**PROBLEM:**
Show every line in the entries below that contains the word "tree". Case counts.

**Entries excerpted from a collection:**
• • • •
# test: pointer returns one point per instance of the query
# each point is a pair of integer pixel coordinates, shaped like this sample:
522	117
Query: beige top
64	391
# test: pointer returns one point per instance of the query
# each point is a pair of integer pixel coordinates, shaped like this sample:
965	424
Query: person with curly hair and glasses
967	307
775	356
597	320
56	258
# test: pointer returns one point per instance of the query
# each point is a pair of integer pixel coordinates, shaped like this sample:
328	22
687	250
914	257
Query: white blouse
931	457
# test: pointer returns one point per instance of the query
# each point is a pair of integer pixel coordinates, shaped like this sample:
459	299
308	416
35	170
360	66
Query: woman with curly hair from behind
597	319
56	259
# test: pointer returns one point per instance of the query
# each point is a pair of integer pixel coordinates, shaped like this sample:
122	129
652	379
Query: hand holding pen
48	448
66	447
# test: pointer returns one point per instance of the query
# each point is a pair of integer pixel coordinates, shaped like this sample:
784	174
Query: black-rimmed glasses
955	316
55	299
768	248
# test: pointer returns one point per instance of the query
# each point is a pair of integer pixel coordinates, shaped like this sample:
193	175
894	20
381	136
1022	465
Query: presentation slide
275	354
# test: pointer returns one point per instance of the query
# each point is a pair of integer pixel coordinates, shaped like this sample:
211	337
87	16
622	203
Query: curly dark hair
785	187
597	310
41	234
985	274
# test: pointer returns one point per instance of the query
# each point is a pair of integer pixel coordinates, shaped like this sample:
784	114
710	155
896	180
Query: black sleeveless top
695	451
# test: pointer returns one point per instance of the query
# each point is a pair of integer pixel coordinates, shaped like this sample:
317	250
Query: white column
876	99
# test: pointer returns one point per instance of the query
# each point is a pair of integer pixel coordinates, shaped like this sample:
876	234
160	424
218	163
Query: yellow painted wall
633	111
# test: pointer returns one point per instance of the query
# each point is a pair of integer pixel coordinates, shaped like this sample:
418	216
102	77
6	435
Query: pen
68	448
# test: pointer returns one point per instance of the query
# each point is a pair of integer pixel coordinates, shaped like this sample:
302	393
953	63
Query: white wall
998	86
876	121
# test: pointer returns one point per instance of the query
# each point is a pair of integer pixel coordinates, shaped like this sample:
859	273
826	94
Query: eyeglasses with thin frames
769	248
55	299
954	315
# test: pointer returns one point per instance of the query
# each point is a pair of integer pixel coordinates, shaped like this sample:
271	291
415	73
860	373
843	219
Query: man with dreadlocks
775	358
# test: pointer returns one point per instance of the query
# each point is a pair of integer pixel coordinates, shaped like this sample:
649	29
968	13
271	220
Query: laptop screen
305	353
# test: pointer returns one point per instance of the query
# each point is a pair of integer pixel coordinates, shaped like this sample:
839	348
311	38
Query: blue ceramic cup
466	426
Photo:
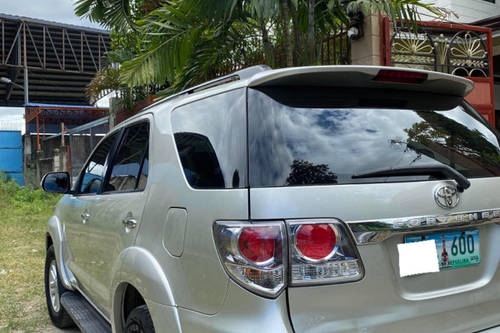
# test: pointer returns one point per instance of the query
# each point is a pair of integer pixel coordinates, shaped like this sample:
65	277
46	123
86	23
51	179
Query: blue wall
11	155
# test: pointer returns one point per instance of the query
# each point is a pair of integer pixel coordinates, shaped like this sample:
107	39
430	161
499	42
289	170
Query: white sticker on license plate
454	248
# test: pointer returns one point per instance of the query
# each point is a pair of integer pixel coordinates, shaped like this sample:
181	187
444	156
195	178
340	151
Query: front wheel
53	291
139	321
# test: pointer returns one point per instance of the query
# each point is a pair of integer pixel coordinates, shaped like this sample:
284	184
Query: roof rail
238	75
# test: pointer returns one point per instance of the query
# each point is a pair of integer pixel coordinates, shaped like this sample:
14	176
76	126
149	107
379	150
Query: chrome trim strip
376	231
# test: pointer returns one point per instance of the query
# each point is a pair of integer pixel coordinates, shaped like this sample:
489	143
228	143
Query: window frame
111	153
109	165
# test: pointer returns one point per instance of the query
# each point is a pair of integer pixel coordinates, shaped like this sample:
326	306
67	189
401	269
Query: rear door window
93	174
330	137
210	135
129	168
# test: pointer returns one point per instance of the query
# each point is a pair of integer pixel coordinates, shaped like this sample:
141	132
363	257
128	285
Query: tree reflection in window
306	173
441	138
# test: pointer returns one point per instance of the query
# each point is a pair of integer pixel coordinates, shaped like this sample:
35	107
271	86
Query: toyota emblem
447	196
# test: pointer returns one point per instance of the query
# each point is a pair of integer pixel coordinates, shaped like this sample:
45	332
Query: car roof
315	76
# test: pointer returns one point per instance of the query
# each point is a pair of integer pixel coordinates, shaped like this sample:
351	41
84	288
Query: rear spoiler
365	77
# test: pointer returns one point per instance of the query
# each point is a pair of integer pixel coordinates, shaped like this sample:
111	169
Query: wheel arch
54	237
139	280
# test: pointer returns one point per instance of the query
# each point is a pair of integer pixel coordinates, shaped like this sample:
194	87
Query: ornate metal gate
455	49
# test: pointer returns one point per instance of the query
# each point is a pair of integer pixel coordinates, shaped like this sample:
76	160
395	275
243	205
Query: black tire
58	314
139	321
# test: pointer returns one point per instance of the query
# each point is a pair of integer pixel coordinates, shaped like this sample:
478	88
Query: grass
24	213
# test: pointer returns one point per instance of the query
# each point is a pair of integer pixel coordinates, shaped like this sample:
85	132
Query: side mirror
56	182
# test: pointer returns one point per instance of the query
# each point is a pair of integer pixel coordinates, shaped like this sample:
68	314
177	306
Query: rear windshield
306	136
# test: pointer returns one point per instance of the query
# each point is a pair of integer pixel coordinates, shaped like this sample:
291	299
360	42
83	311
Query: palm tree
188	41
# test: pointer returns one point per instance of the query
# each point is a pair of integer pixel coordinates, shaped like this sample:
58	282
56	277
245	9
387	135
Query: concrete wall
468	10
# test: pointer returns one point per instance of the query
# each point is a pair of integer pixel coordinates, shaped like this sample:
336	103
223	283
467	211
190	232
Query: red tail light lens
257	244
386	75
316	241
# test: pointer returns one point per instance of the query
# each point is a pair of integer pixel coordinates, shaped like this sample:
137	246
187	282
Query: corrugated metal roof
13	125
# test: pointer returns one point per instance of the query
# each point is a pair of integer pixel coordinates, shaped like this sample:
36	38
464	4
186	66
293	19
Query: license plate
454	248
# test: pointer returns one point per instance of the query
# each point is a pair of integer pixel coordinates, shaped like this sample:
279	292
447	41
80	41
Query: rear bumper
242	312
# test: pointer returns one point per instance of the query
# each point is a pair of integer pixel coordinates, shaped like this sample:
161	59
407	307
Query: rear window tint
126	168
328	137
210	135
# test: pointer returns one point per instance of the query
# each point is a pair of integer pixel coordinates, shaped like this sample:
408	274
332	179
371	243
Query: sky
52	10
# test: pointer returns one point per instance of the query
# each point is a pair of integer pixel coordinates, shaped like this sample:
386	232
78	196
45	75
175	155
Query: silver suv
313	199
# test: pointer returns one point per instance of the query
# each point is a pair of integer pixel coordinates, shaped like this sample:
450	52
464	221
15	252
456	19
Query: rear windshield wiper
420	170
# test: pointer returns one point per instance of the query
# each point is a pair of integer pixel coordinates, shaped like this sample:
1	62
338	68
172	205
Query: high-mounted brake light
387	75
322	252
255	254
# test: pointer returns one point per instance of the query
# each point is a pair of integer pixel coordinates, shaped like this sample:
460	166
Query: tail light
321	252
253	254
259	256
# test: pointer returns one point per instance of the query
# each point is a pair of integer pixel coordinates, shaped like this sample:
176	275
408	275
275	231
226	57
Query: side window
210	136
128	171
94	172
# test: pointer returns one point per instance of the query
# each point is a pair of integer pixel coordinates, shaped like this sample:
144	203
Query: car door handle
129	222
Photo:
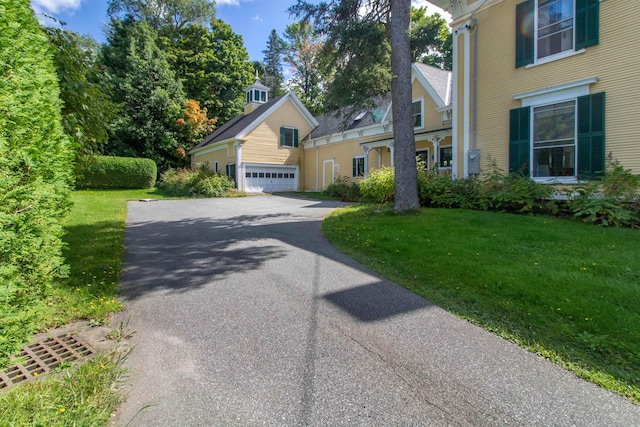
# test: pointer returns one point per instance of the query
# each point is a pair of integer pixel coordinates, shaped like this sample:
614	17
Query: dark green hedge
117	172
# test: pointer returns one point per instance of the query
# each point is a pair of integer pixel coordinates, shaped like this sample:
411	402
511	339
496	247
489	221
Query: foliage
167	17
302	48
431	39
194	183
378	186
344	190
195	125
85	396
35	174
213	66
118	172
273	77
562	289
84	90
151	97
612	202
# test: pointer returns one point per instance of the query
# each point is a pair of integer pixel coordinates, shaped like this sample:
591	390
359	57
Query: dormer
257	94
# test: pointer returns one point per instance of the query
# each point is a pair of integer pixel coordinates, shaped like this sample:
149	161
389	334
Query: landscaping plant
35	175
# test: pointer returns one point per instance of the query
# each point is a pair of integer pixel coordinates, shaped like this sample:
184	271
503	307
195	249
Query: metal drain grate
43	357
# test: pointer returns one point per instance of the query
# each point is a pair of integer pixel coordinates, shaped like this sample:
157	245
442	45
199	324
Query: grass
78	397
84	395
565	290
95	244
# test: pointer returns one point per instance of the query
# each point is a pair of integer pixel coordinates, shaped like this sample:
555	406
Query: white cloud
231	2
55	6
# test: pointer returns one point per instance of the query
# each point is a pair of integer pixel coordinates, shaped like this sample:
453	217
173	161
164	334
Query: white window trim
559	55
421	101
554	95
364	172
293	142
440	147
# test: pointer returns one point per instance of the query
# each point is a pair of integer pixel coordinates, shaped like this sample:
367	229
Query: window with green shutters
559	141
288	137
545	28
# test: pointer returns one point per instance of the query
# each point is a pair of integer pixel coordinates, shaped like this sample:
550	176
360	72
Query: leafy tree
213	66
431	39
368	40
148	92
273	77
302	48
167	17
88	109
35	175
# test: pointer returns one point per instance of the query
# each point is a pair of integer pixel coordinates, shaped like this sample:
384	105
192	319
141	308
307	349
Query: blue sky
252	19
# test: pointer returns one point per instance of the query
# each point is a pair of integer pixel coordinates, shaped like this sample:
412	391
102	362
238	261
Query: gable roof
240	125
437	83
338	121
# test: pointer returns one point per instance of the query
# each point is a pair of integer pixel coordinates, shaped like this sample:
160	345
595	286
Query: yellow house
260	149
349	147
549	88
277	145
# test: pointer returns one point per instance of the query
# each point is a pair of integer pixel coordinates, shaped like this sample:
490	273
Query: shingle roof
439	79
234	126
337	121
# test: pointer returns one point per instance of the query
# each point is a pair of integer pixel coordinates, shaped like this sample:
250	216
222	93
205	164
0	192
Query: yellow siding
262	145
224	156
612	61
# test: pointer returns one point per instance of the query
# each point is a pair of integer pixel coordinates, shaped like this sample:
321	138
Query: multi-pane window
554	140
288	137
446	157
555	27
358	166
417	113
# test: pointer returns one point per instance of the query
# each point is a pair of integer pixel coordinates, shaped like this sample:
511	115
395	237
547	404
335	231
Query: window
446	157
288	137
545	28
561	140
422	157
358	166
554	141
417	113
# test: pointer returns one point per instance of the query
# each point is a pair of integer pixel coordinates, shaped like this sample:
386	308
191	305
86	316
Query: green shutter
519	140
591	150
587	23
524	33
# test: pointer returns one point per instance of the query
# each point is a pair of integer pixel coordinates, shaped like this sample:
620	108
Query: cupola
257	94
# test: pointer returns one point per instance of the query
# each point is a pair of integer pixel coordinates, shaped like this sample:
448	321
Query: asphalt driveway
245	315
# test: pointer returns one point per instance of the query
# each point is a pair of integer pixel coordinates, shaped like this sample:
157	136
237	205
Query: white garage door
270	179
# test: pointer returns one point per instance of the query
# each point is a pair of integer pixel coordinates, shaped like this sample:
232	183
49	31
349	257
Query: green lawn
95	244
565	290
86	396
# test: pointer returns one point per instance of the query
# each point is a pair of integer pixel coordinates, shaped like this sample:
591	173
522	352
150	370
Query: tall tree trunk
406	175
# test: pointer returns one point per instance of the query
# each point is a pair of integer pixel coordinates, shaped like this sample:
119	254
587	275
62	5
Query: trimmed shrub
194	183
117	172
35	176
342	188
378	186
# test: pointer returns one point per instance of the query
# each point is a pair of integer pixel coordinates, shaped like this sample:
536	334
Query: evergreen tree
273	77
214	68
35	175
149	94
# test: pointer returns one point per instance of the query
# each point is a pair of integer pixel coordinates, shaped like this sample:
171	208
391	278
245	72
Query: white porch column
239	166
366	160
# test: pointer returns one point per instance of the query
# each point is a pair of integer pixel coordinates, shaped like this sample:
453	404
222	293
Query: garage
271	179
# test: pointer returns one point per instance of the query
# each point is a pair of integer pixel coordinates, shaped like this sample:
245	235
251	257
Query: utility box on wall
473	161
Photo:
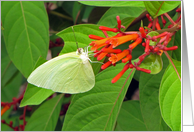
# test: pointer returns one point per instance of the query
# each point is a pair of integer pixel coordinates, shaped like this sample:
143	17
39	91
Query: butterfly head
80	51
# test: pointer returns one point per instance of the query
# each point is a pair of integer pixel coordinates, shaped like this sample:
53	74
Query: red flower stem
24	114
105	33
131	32
162	39
154	24
9	125
167	55
118	97
169	18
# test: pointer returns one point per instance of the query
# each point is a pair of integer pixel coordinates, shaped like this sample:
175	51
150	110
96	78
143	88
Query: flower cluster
106	47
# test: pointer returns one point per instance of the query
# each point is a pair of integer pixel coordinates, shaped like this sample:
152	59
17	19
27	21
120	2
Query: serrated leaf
81	33
12	89
149	91
8	70
46	116
153	62
35	95
97	109
156	8
109	18
58	22
130	117
170	96
26	32
114	3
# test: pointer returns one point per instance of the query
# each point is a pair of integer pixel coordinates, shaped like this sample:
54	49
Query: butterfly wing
66	73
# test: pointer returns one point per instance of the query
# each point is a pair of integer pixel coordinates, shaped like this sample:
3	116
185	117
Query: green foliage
153	62
156	8
47	114
149	102
130	117
27	27
108	19
170	95
153	33
105	98
25	32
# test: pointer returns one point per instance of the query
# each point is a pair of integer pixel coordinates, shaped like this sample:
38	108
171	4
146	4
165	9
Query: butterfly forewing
66	73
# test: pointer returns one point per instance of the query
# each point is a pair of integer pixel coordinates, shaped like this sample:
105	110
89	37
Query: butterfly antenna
75	37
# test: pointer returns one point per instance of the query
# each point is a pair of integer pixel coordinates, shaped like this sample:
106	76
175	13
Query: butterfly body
68	73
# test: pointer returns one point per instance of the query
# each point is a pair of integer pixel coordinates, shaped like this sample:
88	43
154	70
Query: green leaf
35	95
8	70
46	116
109	18
149	93
114	3
81	33
12	89
176	54
105	99
59	19
153	62
170	96
130	117
26	32
156	8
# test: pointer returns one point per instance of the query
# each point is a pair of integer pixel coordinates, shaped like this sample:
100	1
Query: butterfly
68	73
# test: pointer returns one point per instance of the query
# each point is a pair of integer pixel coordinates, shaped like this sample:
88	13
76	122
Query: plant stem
61	15
167	55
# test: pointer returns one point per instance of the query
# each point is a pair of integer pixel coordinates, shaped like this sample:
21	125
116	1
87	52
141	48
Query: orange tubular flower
107	50
128	57
134	44
5	109
118	76
115	58
91	36
120	40
104	66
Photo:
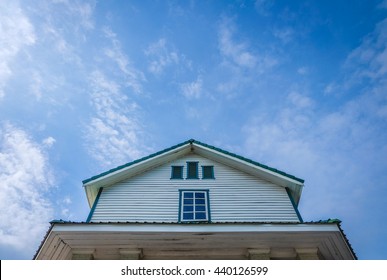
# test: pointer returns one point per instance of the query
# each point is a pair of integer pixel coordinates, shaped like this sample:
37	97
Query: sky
86	86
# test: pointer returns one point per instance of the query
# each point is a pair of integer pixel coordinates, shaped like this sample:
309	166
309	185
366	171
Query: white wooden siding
234	196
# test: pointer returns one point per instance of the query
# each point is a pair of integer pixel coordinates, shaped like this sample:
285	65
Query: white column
83	254
131	254
259	254
308	253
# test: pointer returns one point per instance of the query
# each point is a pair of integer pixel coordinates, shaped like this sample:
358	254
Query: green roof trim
192	141
251	161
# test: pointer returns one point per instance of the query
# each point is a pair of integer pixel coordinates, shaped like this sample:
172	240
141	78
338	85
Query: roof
93	184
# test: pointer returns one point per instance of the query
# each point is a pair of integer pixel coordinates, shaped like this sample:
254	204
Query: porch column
259	254
308	253
83	254
131	254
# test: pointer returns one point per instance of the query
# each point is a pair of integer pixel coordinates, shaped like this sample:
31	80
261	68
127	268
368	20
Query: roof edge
193	141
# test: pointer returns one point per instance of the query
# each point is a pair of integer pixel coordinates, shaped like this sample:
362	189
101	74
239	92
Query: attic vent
192	170
177	172
208	172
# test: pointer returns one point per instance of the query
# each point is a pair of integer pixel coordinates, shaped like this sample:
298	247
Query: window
192	170
194	206
177	172
208	172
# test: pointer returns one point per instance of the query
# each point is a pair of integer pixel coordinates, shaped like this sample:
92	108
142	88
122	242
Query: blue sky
88	85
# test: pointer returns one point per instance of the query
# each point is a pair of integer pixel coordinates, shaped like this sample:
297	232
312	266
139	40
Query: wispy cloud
16	32
115	134
240	63
26	180
315	143
161	56
132	76
194	89
238	53
263	6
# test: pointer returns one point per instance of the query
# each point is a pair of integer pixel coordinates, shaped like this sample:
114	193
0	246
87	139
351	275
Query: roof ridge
193	141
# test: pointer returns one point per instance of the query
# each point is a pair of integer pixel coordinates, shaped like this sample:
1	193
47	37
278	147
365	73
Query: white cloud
300	100
26	179
303	70
115	134
161	56
193	90
237	52
133	77
285	34
263	6
332	149
49	142
16	32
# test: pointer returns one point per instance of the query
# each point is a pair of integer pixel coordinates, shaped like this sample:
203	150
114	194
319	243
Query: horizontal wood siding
234	196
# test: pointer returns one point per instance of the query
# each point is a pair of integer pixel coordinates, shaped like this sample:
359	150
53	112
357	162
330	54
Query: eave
190	241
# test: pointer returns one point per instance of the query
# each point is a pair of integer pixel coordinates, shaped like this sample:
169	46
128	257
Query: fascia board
195	228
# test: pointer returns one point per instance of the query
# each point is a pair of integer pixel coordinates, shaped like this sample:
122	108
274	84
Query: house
194	201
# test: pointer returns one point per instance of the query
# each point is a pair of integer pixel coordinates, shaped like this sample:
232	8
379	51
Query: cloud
285	34
49	142
115	134
26	180
300	100
133	77
240	65
369	60
161	56
238	53
193	90
263	6
332	148
16	32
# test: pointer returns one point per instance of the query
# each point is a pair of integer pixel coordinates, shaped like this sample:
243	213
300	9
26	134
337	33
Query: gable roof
112	176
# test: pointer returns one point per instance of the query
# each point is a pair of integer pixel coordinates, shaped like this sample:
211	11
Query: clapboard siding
234	196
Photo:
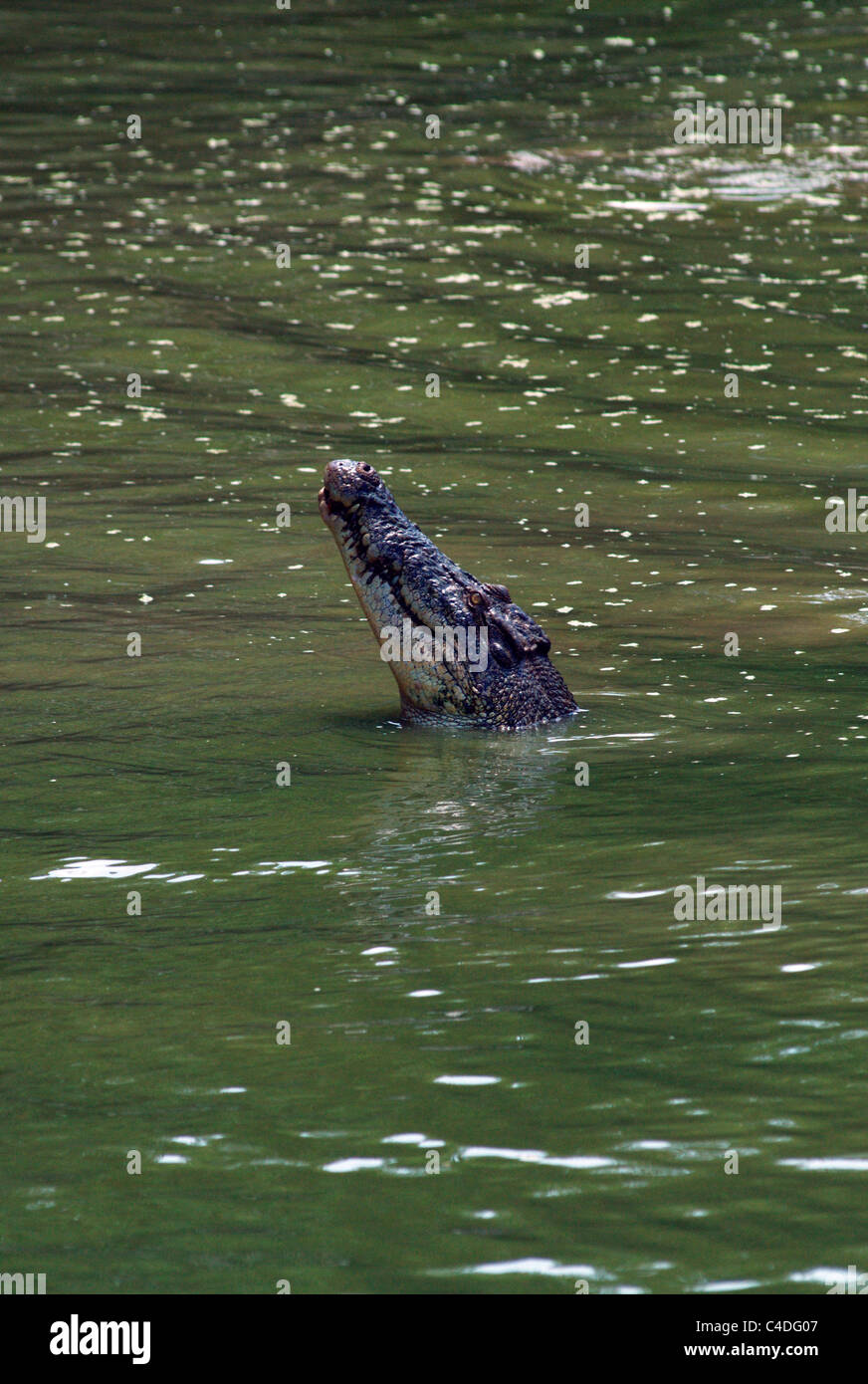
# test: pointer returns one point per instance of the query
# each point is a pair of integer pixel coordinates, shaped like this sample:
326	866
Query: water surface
432	912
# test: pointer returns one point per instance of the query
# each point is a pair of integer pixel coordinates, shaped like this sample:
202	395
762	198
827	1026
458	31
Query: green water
413	1032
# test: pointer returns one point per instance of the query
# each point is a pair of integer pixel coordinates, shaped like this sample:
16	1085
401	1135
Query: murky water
424	1037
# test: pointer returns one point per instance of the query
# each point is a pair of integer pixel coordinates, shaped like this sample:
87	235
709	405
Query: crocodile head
460	649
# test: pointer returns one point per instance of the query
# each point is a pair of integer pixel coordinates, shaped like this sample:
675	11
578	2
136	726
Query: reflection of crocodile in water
400	576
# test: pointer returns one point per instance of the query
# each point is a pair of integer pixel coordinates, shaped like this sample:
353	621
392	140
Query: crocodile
461	650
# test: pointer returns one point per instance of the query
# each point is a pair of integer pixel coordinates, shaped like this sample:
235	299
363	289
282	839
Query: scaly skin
400	575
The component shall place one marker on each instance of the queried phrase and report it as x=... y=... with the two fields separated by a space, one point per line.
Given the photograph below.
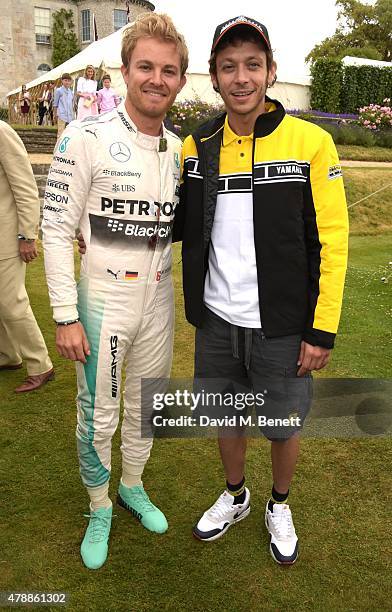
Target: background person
x=20 y=335
x=264 y=224
x=24 y=104
x=86 y=92
x=43 y=103
x=107 y=98
x=63 y=104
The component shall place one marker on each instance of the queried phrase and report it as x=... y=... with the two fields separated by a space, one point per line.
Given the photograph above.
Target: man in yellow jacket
• • • •
**SOLUTION FOR THIS EXERCISE:**
Query: tree reflection in window
Query: palm tree
Query: leafy tree
Query: tall tree trunk
Query: evergreen tree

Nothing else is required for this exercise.